▶ _TASK STATEMENT_
Write out exactly the lines below that run from the line containing "Would you mind marking the outdoor" through the last line of the records.

** BEGIN LISTED RECORDS **

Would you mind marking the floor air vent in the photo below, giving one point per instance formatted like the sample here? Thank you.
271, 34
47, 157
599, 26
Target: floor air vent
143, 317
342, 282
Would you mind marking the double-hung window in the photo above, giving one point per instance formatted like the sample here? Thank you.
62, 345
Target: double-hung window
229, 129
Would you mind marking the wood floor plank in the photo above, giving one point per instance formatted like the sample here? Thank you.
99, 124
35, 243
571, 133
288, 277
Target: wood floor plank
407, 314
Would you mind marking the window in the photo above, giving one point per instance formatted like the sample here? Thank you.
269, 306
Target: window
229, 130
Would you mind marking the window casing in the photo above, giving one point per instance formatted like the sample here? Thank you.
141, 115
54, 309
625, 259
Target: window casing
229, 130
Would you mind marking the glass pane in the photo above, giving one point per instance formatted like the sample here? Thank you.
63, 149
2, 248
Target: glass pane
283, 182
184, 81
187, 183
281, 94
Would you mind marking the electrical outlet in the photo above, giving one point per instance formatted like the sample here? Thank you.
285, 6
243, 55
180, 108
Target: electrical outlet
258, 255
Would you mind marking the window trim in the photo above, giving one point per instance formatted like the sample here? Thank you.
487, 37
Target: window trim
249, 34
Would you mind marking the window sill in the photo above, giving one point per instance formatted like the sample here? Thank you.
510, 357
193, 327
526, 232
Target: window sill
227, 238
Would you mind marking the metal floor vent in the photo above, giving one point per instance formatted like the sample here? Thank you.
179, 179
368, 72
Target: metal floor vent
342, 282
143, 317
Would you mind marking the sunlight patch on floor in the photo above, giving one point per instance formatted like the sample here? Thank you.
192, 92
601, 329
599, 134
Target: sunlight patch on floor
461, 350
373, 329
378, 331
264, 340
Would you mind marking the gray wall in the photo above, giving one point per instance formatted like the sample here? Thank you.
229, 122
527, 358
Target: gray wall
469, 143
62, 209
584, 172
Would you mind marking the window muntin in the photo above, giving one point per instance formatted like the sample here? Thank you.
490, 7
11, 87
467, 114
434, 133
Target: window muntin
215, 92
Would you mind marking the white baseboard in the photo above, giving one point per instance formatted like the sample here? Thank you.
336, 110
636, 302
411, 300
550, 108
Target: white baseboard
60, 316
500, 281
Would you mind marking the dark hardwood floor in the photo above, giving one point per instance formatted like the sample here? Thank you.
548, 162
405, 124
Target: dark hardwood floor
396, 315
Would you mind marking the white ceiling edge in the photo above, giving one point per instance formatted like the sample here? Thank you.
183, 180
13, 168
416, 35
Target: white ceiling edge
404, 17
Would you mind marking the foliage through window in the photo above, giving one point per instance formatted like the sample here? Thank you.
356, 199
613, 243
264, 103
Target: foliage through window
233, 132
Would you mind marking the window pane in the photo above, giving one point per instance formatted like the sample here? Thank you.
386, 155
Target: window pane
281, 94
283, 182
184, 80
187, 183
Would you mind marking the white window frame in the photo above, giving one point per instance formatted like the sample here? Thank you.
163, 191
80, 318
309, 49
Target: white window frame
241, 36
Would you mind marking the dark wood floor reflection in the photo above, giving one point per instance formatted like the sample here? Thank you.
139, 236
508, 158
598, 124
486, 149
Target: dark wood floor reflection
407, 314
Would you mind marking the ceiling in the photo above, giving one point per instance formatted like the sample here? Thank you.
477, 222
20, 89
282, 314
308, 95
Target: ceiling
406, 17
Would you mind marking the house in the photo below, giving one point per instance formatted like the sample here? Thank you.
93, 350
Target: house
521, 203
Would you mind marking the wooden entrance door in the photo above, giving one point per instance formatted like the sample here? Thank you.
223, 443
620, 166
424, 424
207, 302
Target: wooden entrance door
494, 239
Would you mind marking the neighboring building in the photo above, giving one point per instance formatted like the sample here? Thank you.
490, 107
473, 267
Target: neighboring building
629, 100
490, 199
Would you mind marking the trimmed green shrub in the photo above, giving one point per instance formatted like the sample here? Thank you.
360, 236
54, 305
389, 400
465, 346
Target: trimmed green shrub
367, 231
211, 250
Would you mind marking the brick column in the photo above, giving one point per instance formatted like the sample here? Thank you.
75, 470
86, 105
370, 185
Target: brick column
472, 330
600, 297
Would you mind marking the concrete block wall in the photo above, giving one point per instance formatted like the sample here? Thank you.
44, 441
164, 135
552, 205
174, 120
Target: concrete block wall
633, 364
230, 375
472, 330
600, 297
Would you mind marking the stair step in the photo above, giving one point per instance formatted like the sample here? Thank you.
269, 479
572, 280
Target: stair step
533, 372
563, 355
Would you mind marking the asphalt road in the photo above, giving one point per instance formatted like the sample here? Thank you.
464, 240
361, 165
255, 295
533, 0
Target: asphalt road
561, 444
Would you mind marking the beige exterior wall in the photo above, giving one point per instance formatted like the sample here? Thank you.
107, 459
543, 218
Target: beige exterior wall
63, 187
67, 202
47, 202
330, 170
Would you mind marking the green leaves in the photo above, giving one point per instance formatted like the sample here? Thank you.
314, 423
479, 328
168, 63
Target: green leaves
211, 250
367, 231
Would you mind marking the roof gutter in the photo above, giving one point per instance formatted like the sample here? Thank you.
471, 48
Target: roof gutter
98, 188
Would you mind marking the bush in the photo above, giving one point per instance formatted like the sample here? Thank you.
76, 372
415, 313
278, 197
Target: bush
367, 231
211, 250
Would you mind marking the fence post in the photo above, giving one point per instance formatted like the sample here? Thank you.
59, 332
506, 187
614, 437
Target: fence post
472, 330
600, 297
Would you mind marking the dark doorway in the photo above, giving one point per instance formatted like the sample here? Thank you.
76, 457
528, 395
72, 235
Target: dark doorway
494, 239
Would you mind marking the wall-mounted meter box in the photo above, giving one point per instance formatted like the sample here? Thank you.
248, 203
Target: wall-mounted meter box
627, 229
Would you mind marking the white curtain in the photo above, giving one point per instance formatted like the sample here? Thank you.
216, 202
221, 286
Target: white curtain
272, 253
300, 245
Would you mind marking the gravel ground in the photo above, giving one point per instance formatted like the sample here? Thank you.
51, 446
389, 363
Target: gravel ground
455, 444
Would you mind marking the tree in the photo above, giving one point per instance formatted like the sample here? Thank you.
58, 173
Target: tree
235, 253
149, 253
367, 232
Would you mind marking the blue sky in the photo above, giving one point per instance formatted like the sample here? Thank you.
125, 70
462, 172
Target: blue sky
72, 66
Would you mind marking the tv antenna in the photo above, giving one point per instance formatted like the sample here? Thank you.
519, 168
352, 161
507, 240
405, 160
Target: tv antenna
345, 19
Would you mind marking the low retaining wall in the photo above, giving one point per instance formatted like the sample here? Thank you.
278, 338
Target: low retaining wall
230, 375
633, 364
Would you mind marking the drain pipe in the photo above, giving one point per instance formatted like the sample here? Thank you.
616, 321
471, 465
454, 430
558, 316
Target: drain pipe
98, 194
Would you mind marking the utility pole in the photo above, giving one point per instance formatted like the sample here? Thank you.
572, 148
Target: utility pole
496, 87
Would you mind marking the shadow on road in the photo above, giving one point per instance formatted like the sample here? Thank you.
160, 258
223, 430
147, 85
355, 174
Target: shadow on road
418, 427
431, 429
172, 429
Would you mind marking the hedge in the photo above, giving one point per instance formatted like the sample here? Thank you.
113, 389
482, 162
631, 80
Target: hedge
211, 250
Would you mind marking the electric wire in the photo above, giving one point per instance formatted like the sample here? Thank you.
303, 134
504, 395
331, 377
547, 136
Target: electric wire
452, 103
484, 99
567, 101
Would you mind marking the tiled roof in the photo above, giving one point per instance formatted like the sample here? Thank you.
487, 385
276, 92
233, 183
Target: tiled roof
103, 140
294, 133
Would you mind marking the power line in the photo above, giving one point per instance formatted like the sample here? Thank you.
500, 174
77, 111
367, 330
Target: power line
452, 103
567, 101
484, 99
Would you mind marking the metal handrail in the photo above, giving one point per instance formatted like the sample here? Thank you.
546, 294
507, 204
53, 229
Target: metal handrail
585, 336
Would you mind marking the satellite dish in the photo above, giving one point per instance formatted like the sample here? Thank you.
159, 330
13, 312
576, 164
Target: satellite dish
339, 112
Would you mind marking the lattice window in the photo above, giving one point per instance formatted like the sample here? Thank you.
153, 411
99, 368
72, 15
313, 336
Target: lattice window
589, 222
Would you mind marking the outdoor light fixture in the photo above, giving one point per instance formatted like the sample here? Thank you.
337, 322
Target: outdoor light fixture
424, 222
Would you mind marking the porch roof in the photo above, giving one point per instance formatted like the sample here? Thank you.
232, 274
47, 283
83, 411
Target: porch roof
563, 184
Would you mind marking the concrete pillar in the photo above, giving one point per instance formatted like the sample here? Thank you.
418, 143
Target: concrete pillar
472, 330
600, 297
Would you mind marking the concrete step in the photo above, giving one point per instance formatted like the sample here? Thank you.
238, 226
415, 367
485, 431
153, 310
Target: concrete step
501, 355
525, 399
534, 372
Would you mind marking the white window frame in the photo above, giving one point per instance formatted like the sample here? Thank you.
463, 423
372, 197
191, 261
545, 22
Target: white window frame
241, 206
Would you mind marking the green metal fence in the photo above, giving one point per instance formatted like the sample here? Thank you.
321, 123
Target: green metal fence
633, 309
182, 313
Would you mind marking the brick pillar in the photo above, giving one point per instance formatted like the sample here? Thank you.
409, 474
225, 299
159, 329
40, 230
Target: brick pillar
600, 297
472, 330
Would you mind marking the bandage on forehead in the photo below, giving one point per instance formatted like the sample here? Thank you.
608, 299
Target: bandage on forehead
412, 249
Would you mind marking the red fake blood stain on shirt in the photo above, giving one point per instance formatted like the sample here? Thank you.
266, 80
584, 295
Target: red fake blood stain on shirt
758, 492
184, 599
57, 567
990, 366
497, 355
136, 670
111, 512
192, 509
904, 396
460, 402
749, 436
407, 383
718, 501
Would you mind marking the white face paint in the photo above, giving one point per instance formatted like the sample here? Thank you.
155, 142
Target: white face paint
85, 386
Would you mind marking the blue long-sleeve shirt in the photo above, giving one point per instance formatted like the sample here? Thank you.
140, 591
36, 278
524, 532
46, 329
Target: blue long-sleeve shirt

** END LISTED RECORDS **

▶ _FINISHED EXERCISE_
Would you mind marking the outdoor light fixture in the photo above, giving one point per instance formatted like the sample here? Thank you.
337, 322
Target: outdoor light fixture
424, 222
Would you mind marking the porch roof in the photo above, giving one point per instance formatted like the sample here? Thank you.
232, 274
47, 283
83, 411
Target: porch roof
563, 184
Would you mind marking the concrete pillar in the photo above, giving one point per instance formatted like the sample here? Thank you.
418, 143
Target: concrete pillar
472, 330
600, 297
Would you mind marking the concrete step in the photo above, giving one point per instance formatted like the sample here? Thank you.
238, 226
415, 367
485, 431
153, 310
Target: concrete step
501, 355
525, 399
534, 372
Would you mind marking the white window frame in the photo above, giving one point per instance formatted like the sample here? Thank you.
463, 423
372, 197
191, 261
545, 22
Target: white window frame
241, 206
Would you mind marking the green metal fence in the photo above, giving one point per instance formatted like the sample here? Thank you.
321, 123
Target: green metal fence
633, 309
182, 313
Would you mind marking the brick pillar in the photo above, giving one point per instance formatted like the sample here? Thank you.
409, 474
225, 299
159, 329
40, 230
Target: brick pillar
600, 297
472, 330
Would you mind marking the bandage on forehead in the photo below, giving one point per instance formatted like the sample here? Thank you.
608, 299
Target: bandage on forehead
412, 249
Would you mind marking the red fake blood stain on shirt in the photo above, giving one point per instance formatted like the sample here? Thank you.
266, 80
584, 295
Target: red fake blood stain on shirt
758, 492
184, 599
57, 567
990, 366
497, 355
136, 670
111, 512
192, 509
904, 396
460, 402
749, 436
407, 383
718, 501
Would you mind marking the white face paint in the photo above, giving one point per instance formatted like the sample here? Thank you.
155, 142
Target: white face paint
85, 386
Would you mind marking the blue long-sleeve shirt in the photo above, giving one point per instance formatted like the sample here? Thank you.
140, 591
36, 278
524, 532
46, 329
Target: blue long-sleeve shirt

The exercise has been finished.